Convert the material into a JSON list of strings, one string per line and no blank lines. Begin at the line that contains "Please mark the carved" and continue through the last line of the material.

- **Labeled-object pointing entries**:
########################################
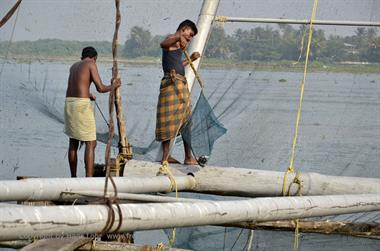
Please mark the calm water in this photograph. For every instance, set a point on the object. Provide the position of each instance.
(339, 133)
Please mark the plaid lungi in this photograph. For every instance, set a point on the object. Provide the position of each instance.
(174, 106)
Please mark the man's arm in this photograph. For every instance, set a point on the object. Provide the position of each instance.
(194, 56)
(100, 87)
(170, 41)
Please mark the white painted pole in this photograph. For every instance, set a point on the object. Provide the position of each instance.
(198, 44)
(255, 183)
(44, 222)
(212, 180)
(51, 188)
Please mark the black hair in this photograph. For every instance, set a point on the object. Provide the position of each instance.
(89, 52)
(188, 23)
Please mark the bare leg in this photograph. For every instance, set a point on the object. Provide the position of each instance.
(165, 153)
(189, 159)
(72, 155)
(89, 157)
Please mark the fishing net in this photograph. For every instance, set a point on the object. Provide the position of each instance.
(339, 127)
(202, 130)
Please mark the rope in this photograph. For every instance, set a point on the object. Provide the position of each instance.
(160, 247)
(193, 68)
(290, 169)
(296, 235)
(11, 37)
(109, 201)
(104, 118)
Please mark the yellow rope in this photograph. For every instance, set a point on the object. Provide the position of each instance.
(165, 169)
(160, 246)
(290, 169)
(296, 235)
(221, 19)
(193, 68)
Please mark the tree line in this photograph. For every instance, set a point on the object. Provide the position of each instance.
(257, 44)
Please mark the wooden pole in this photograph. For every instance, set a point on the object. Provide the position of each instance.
(212, 180)
(255, 183)
(124, 147)
(52, 189)
(204, 25)
(360, 229)
(43, 222)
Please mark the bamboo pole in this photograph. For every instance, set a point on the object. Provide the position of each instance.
(204, 24)
(112, 246)
(74, 195)
(360, 229)
(212, 180)
(52, 188)
(42, 222)
(124, 146)
(255, 183)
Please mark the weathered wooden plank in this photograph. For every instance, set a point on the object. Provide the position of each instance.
(60, 244)
(361, 229)
(18, 222)
(114, 246)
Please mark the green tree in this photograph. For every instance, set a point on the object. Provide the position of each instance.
(139, 42)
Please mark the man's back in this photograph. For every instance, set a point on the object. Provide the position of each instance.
(79, 79)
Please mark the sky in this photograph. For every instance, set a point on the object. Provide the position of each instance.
(93, 20)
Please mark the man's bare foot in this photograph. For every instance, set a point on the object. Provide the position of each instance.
(191, 161)
(172, 160)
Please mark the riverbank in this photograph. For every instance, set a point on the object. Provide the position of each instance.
(275, 66)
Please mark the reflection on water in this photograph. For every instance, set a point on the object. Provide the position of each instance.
(339, 132)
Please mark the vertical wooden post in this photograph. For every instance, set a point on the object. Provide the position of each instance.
(125, 150)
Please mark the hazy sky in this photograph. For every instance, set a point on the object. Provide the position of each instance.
(88, 20)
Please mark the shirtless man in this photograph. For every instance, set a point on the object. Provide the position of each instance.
(79, 114)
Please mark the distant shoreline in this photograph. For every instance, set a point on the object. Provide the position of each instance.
(315, 66)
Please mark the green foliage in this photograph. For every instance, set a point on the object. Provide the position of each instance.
(257, 44)
(53, 48)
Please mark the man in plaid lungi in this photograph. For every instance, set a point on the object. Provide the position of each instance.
(174, 104)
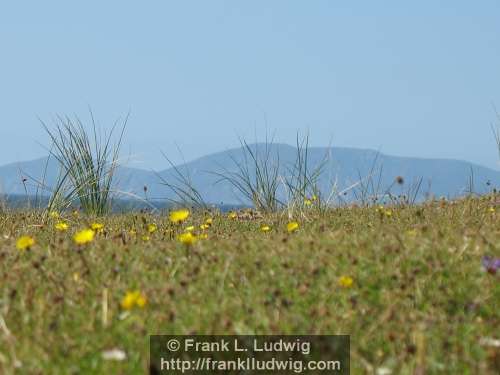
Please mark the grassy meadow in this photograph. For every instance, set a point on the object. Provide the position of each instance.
(406, 282)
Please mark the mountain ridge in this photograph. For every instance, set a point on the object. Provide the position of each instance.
(448, 177)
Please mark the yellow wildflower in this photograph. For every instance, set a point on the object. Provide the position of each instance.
(61, 226)
(84, 237)
(345, 281)
(179, 216)
(25, 243)
(411, 232)
(187, 238)
(292, 226)
(132, 299)
(97, 227)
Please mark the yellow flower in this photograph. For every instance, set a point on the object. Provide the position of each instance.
(84, 237)
(97, 227)
(25, 243)
(292, 226)
(61, 226)
(345, 281)
(179, 216)
(187, 238)
(411, 232)
(132, 299)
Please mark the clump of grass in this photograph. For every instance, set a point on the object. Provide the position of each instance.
(407, 283)
(186, 194)
(257, 175)
(301, 180)
(88, 163)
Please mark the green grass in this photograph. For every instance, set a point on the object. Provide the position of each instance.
(420, 302)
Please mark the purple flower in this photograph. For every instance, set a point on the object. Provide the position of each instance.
(491, 264)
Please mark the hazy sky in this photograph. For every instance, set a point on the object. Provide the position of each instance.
(413, 79)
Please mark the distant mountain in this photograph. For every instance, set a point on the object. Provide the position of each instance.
(343, 166)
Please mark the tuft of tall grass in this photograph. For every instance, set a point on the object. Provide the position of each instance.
(301, 179)
(182, 187)
(257, 175)
(88, 162)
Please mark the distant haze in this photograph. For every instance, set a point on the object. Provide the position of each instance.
(410, 79)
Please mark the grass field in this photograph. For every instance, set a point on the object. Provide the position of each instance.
(420, 301)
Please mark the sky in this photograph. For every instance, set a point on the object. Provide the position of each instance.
(406, 78)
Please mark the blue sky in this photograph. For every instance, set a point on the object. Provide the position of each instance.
(413, 79)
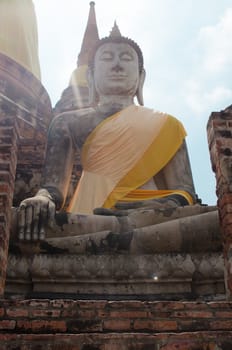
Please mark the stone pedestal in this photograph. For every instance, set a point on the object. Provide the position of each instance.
(25, 112)
(220, 145)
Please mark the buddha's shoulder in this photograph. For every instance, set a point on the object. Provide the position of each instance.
(74, 116)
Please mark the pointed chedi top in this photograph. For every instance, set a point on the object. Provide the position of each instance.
(115, 32)
(91, 37)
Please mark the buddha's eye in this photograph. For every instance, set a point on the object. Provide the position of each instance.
(126, 56)
(106, 56)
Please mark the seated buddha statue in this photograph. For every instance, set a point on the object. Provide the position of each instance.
(132, 157)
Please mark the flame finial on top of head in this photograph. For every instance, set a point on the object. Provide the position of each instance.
(115, 32)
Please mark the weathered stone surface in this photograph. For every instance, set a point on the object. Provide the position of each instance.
(220, 145)
(168, 275)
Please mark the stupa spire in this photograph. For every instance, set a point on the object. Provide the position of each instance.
(90, 37)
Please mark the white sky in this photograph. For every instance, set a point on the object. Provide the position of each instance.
(187, 47)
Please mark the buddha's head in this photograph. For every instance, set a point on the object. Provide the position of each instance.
(116, 68)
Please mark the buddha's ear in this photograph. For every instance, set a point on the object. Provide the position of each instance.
(139, 92)
(92, 91)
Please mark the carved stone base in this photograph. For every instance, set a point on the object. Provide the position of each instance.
(157, 276)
########################################
- **Exercise solution**:
[
  "Please mark the carved stone base in this photograph. For every instance, set a point on the object. Provide the position of each instance.",
  "(157, 276)"
]